> _What you are asked to do_: Rewrite the listing starting at the line that has "Q: Point to one spot on each instance of the clear" and continuing to the end, switching "bush" to "hedge" and changing nothing else.

> _Task inputs_:
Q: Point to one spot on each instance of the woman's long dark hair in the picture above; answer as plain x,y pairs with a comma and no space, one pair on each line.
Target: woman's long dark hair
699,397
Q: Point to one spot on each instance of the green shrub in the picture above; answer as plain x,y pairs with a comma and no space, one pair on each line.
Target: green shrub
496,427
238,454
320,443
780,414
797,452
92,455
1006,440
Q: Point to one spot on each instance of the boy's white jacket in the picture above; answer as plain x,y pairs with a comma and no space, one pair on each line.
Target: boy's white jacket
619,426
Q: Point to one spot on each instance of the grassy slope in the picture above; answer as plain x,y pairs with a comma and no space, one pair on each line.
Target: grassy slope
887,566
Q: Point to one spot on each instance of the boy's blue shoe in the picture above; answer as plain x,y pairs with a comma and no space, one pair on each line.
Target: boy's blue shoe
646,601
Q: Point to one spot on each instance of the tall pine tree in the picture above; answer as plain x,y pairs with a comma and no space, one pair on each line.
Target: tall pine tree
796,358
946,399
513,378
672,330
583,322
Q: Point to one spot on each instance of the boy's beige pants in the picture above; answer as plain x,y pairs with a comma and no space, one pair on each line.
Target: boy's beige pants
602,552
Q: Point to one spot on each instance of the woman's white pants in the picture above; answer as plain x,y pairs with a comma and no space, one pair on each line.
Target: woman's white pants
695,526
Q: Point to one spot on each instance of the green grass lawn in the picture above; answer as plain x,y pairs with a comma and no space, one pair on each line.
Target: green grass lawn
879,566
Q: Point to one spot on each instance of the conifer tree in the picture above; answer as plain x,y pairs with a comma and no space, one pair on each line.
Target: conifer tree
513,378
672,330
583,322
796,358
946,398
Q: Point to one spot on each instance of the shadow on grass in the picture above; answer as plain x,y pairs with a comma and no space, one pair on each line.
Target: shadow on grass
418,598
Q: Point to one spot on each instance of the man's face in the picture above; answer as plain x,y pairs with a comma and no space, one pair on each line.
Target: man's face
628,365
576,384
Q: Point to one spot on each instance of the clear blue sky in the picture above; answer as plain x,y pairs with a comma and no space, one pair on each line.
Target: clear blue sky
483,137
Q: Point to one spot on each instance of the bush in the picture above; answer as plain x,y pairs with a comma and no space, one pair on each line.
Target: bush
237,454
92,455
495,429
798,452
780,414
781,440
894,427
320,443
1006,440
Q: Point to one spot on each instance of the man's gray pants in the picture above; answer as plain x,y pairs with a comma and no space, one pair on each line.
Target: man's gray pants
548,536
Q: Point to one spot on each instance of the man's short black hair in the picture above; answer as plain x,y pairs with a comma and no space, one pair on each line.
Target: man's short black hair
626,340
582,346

> _Solution for this problem_:
Q: Point to one spot on each instance of the clear blue sky in the picture above; answer as plain x,y pairs with a comma and no space, one pair on each line.
Target: clear blue sky
483,137
Q: Point to one spot on each instance of the hedge in the picture above; answer as plain x,y pairs with a comma and no space, one pair on each line.
Target: hedge
237,454
92,455
495,429
798,452
780,414
781,440
894,427
320,443
1006,440
Q: Point to one spot on each instance of the man's gray pants in the picture above; answer as plain x,y pairs with a comma and no space, one pair on each line.
Target: man's gray pants
548,536
Q: Point to one spot on each instance of the man's short black hair in the picture above; answer as plain x,y pairs with a comma and no space, one pair on each line.
Target: man's short black hair
626,340
582,346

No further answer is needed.